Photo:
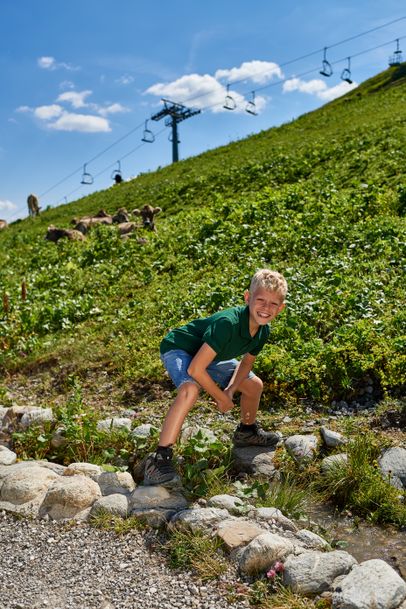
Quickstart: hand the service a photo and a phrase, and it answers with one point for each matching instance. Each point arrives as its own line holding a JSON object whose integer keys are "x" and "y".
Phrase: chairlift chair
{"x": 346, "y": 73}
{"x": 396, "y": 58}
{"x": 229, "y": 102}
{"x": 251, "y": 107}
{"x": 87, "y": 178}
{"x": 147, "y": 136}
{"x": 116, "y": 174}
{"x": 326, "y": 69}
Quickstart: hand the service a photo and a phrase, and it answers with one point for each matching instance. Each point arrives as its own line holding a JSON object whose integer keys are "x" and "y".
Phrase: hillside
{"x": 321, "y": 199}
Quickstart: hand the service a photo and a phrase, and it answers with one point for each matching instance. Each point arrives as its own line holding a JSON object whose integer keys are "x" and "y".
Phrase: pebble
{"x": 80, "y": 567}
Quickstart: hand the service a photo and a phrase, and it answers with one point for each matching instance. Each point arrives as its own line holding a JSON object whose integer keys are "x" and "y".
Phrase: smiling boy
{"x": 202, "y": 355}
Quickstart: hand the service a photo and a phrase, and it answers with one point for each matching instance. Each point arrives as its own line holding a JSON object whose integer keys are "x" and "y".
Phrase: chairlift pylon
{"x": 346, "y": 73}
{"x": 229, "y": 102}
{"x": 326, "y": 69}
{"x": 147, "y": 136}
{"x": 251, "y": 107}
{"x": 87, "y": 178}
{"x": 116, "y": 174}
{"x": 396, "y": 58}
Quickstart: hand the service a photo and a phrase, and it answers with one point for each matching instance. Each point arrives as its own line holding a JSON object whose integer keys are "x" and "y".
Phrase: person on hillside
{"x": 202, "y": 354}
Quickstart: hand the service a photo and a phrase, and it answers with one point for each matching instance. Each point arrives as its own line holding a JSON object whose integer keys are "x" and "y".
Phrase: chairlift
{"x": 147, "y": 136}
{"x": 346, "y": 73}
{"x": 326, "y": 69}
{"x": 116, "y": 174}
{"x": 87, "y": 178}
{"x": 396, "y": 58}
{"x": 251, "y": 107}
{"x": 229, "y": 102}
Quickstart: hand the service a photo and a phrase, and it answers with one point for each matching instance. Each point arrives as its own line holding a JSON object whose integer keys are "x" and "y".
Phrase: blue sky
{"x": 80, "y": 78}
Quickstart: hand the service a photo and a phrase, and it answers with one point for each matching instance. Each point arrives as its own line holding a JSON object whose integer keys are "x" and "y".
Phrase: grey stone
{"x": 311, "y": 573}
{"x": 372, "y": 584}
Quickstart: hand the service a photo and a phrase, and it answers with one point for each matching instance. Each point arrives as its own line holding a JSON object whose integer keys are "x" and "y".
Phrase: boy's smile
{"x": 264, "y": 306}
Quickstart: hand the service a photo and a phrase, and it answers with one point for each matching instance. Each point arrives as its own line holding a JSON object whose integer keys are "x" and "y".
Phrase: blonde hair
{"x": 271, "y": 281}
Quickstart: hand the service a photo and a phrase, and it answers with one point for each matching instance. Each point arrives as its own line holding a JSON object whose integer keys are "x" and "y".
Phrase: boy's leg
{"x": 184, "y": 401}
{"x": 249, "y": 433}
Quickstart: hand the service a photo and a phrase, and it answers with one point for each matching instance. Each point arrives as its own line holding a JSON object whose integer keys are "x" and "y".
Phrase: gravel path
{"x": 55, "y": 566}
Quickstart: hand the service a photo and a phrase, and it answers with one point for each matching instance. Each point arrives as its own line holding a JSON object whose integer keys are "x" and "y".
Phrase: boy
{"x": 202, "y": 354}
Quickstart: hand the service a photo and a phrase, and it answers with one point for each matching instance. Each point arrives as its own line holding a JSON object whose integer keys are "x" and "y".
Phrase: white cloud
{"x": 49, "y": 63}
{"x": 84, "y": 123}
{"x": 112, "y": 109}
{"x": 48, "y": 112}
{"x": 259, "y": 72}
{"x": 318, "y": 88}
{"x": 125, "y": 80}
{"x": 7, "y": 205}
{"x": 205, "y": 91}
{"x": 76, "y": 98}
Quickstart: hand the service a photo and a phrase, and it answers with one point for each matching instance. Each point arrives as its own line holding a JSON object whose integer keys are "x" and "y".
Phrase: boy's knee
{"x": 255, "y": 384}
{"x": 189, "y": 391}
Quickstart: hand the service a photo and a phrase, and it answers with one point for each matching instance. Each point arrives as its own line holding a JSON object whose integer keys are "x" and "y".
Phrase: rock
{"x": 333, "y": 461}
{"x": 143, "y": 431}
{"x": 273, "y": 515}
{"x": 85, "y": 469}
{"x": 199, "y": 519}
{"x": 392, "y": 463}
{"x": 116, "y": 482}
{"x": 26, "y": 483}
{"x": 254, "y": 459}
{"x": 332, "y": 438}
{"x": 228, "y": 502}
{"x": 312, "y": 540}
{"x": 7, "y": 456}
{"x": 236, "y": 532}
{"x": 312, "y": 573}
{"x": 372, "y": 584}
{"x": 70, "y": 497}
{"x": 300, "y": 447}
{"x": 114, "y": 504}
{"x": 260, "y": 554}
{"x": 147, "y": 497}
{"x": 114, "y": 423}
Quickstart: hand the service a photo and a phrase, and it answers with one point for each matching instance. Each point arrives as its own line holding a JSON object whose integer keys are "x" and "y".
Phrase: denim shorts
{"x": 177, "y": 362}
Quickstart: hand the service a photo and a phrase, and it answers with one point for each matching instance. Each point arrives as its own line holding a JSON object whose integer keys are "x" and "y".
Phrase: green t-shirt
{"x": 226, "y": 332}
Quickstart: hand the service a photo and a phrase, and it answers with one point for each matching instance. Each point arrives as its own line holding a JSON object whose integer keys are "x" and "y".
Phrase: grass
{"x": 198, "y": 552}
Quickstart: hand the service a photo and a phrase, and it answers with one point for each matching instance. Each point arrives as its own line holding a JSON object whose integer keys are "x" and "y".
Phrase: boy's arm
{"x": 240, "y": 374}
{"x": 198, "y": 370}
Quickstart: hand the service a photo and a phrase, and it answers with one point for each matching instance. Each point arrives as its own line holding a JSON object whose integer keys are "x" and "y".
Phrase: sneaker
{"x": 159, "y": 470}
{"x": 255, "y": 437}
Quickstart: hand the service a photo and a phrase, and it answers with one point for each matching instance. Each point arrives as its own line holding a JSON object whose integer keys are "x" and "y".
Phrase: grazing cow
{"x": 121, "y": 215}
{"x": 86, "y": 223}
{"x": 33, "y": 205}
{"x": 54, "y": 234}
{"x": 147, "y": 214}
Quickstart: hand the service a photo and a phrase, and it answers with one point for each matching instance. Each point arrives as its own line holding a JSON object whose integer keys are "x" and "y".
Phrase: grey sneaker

*Aim of the task*: Please return every record above exactly, but leave out the pictures.

*Answer below*:
Photo:
Quickstart: hand the service a photo and a phrase, and it answers with one point for each matching instance. Each point arrives as its own line holding a JSON object whose integer keys are "x" and "y".
Phrase: chairlift chair
{"x": 346, "y": 73}
{"x": 396, "y": 58}
{"x": 229, "y": 102}
{"x": 251, "y": 107}
{"x": 87, "y": 178}
{"x": 147, "y": 136}
{"x": 116, "y": 174}
{"x": 326, "y": 69}
Quickstart: hand the service a photo and a phrase, and it answers with one point for each matching instance. Each point arrives as its own line holding a JSON object whose integer keys are "x" and "y".
Phrase: hillside
{"x": 321, "y": 199}
Quickstart: hand the service a photo and a phrase, and it answers with one point for each matching instance. Each point arrives as its own line holding a JSON object whose integer keys are "x" and "y".
Phrase: pebble
{"x": 80, "y": 567}
Quickstart: hand the service a photo and a phrase, and it answers with one point for each matching instance. Each point arrives as its own line holding a JSON object whose integer keys are "x" and "y".
Phrase: smiling boy
{"x": 202, "y": 355}
Quickstart: hand the service a photo and a phrase, and it answers with one point for each matching instance. Each point arrives as its own line holding a JSON object whose integer keys are "x" and "y".
Phrase: chairlift pylon
{"x": 346, "y": 73}
{"x": 229, "y": 102}
{"x": 326, "y": 69}
{"x": 147, "y": 136}
{"x": 251, "y": 107}
{"x": 87, "y": 178}
{"x": 116, "y": 174}
{"x": 396, "y": 58}
Quickstart: hand the service a photo and a phrase, and it answers with one point for each matching instance. Each point arrives as its own line holding a JSON object whose integer keys are "x" and "y".
Phrase: person on hillside
{"x": 202, "y": 354}
Quickstart: hand the service a photo and a phrase, and it answers with one point for each matching instance. Each point arrives as its own line holding a JSON object whose integer keys are "x" and "y".
Phrase: chairlift
{"x": 147, "y": 136}
{"x": 346, "y": 73}
{"x": 326, "y": 69}
{"x": 116, "y": 174}
{"x": 87, "y": 178}
{"x": 396, "y": 58}
{"x": 251, "y": 107}
{"x": 229, "y": 102}
Quickstart: hand the service a photo and a phrase, and it answers with one point for each matching instance. Each point arrives as its own line holding a JSON object whose integer keys are "x" and "y".
Phrase: blue sky
{"x": 80, "y": 78}
Quickstart: hand the service a photo and a phrase, and it answers with one point for each matching instance. Each point arrives as its own line holding a JSON object whose integer keys are "x" and "y".
Phrase: grey stone
{"x": 311, "y": 573}
{"x": 372, "y": 584}
Quickstart: hand the service a photo and a phrase, and it answers with one point for each matching instance. Each point arrives as its own line holding a JSON object whose integer keys are "x" and "y".
Phrase: boy's smile
{"x": 264, "y": 306}
Quickstart: hand the service a photo and a phrase, and it answers with one point for each matching instance. Each point arrives as its own line holding a JSON object whose integer keys are "x" and "y".
Phrase: blonde hair
{"x": 271, "y": 281}
Quickstart: hand the service a photo and a phrase, and it answers with one point for each matching instance. Each point arrives as its own line holding a JSON object whose integer keys are "x" and "y".
Phrase: boy's leg
{"x": 184, "y": 401}
{"x": 249, "y": 433}
Quickstart: hand the service a photo and a phrase, and it answers with one point for each matching instance. Each point arrives as its own line holding a JSON object whose integer keys are "x" and "y".
Phrase: gravel path
{"x": 55, "y": 566}
Quickstart: hand the service a photo and a phrase, and it answers with one point for each matching instance. Each point arrives as its own line holding a JSON object whose integer keys are "x" and "y".
Phrase: boy
{"x": 202, "y": 354}
Quickstart: hand the service a photo and a phrase, and it answers with one point for each matching instance. Each point arrives as its own line holding a JSON object whose integer keys are "x" and "y".
Phrase: white cloud
{"x": 49, "y": 63}
{"x": 84, "y": 123}
{"x": 112, "y": 109}
{"x": 48, "y": 112}
{"x": 259, "y": 72}
{"x": 318, "y": 88}
{"x": 125, "y": 80}
{"x": 7, "y": 205}
{"x": 205, "y": 91}
{"x": 76, "y": 98}
Quickstart: hand the service a photo and a phrase, and it answers with one point for each matching instance. Each point arrives as its own line holding a JSON object whose integer keys are "x" and "y".
Phrase: boy's knee
{"x": 255, "y": 384}
{"x": 189, "y": 391}
Quickstart: hand the service a photo and a phrase, and it answers with one point for each matching instance. Each point arrives as its own line holding a JSON object whose integer keys are "x" and "y".
Phrase: rock
{"x": 333, "y": 461}
{"x": 143, "y": 431}
{"x": 273, "y": 515}
{"x": 85, "y": 469}
{"x": 199, "y": 519}
{"x": 392, "y": 463}
{"x": 116, "y": 482}
{"x": 26, "y": 483}
{"x": 254, "y": 459}
{"x": 332, "y": 438}
{"x": 228, "y": 502}
{"x": 312, "y": 540}
{"x": 7, "y": 456}
{"x": 236, "y": 532}
{"x": 312, "y": 573}
{"x": 372, "y": 584}
{"x": 70, "y": 497}
{"x": 300, "y": 447}
{"x": 114, "y": 504}
{"x": 260, "y": 554}
{"x": 147, "y": 497}
{"x": 114, "y": 423}
Quickstart: hand the service a photo and a phrase, and it answers with one point for each matching instance. Each point arrives as its own line holding a JSON object whose integer keys are "x" and "y".
Phrase: denim shorts
{"x": 177, "y": 362}
Quickstart: hand the service a photo and a phrase, and it answers with one point for each matching instance. Each point arrives as its own line holding a JSON object whose integer keys are "x" and "y".
Phrase: green t-shirt
{"x": 226, "y": 332}
Quickstart: hand the service a photo and a phrase, and it answers with one point for each matching instance. Each point arrives as its own line holding a JSON object whose integer keys are "x" and "y".
Phrase: grass
{"x": 198, "y": 552}
Quickstart: hand the service a photo and a phrase, and it answers with one point for each matching instance. Each point arrives as its own line holding a JSON object whose integer keys are "x" and "y".
Phrase: boy's arm
{"x": 240, "y": 374}
{"x": 198, "y": 370}
Quickstart: hand the service a photo and a phrase, and it answers with one point for each matching instance. Each point arrives as its own line holding a JSON object whose integer keys are "x" and "y".
Phrase: sneaker
{"x": 159, "y": 470}
{"x": 255, "y": 437}
Quickstart: hand the service a photo and a phrase, and it answers with one point for each matching instance. Each point arrives as its own line holding a JSON object whose integer keys are "x" and "y".
Phrase: grazing cow
{"x": 121, "y": 215}
{"x": 86, "y": 223}
{"x": 33, "y": 205}
{"x": 54, "y": 234}
{"x": 147, "y": 214}
Quickstart: hand the service a photo and a phrase, and it answers with one point for each matching instance. Each point arrives as its own line holding a JSON object whose integer keys are "x" and "y".
Phrase: grey sneaker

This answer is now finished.